Che importanza ha, in questa ottica, il tentativo di ridefinire il concetto stesso di «lavoro produttivo», come ad esempio è stato fatto utilizzando la categoria di moltitudine per ripensare la forma contemporanea della classe?

Proprio questo punto mi lascia perplesso. Mi chiedo: dobbiamo pensare che esista una economia specifica anche degli slums e delle baliueues, un mercato illegale e estremamente dinamico, senza alcuna regolazione…

Una forma pura di neoliberismo?

Esatto. Non dobbiamo dimenticare che, sebbene sottratte al controllo statale, le favelas sono comunque integrate nelle dinamiche dell’economia. Ancora più interessante della questione relativa al lavoro produttivo o improduttivo, è il fatto di capire come alcune forze economiche al tempo stesso non esistano in quanto tali eppure siano pienamente integrate nella rete del capitale. Prendiamo l’economia dell’Afghanistan recentemente «liberato». È stato infine reintegrato nell’economia mondiale, sebbene il suo prodotto più importante sia l’oppio. Queste ambivalenze rendono estremamente ambigua la categoria di moltitudine. Sembra che sia lo stesso capitalismo contemporaneo a avere i medesimi predicati di quella che Negri e Hardt chiamano moltitudine. Lo stesso si può dire per la questione dello Stato. Sono sempre più scettico verso la logica anti-statalista di larga parte della sinistra, mi sembra che sia la stessa logica della destra. Non vedo, inoltre, nessun segno della cosiddetta «estinzione» dello Stato, al contrario. Perfino qui negli Stati Uniti, ad esempio, quasi ogni volta che si determina un conflitto tra la società civile e lo Stato, mi ritrovo ad essere dalla parte di questo piuttosto che di quella. Lo Stato deve intervenire spesso contro una destra particolarista, che vuole estromettere ad esempio l’insegnamento dell’evoluzionismo dalle scuole. Penso sia importante quindi, per la sinistra, influenzare o usare o perfino occupare, quando possibile, lo Stato e i suoi apparati, anche se naturalmente non è una condizione sufficiente. Credo comunque che dovremmo respingere il linguaggio della «deterritorializzazione» o dell’autorganizzazione, a favore di qualcosa che è oggi un tabù per la sinistra, cioè un’idea più forte di Stato. Quasi tutti i conflitti contemporanei, specialmente nel Medio Oriente, sono strutturati intorno alla questione del territorio. Credo che la sinistra dovrebbe cominciare a pensare in termini di «liberazione di territori».

**VOCI RIPORTATE**

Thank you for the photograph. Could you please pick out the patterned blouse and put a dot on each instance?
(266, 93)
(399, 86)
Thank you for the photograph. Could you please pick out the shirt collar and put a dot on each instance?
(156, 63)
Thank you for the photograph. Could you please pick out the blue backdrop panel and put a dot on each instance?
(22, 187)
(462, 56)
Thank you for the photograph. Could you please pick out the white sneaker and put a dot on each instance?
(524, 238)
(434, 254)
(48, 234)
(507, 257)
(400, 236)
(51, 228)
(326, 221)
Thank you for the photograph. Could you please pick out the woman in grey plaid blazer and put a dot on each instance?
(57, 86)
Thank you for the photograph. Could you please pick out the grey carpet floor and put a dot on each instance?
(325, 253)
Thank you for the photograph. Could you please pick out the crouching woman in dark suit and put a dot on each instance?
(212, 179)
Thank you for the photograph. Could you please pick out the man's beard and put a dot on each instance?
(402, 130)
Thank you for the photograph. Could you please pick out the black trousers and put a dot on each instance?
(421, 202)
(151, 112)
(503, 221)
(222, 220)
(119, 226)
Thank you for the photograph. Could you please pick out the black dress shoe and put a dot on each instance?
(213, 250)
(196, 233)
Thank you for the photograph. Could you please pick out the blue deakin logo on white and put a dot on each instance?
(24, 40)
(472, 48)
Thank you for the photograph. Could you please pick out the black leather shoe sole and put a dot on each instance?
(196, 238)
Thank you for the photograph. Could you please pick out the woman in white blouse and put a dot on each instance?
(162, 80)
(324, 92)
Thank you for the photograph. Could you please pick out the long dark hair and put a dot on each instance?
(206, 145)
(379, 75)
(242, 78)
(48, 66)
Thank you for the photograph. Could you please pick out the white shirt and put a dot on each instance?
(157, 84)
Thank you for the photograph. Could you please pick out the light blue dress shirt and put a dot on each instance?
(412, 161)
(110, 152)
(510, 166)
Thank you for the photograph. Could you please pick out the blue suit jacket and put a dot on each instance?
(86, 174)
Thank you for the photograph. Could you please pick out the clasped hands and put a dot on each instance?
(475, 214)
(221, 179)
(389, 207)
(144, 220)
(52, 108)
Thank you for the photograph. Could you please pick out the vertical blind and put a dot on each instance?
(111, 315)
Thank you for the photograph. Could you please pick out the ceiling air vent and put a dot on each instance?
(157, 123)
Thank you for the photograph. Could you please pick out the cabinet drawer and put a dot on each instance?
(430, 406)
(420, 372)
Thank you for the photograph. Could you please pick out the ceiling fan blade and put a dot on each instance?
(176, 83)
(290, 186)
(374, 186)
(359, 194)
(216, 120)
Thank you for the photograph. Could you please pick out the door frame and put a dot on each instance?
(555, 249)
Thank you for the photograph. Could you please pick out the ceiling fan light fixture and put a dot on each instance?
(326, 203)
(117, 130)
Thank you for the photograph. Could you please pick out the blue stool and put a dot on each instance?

**ESERCIZIO SCRITTO**
Trascrivi fedelmente la parte del brano sulla moltitudine e sullo Stato che si apre con le parole contenenti "Che importanza ha, in" e si chiude con "pura di neoliberismo?".

**SOLUZIONE DELL'ESERCIZIO**
Che importanza ha, in questa ottica, il tentativo di ridefinire il concetto stesso di «lavoro produttivo», come ad esempio è stato fatto utilizzando la categoria di moltitudine per ripensare la forma contemporanea della classe?

Proprio questo punto mi lascia perplesso. Mi chiedo: dobbiamo pensare che esista una economia specifica anche degli slums e delle baliueues, un mercato illegale e estremamente dinamico, senza alcuna regolazione…

Una forma pura di neoliberismo?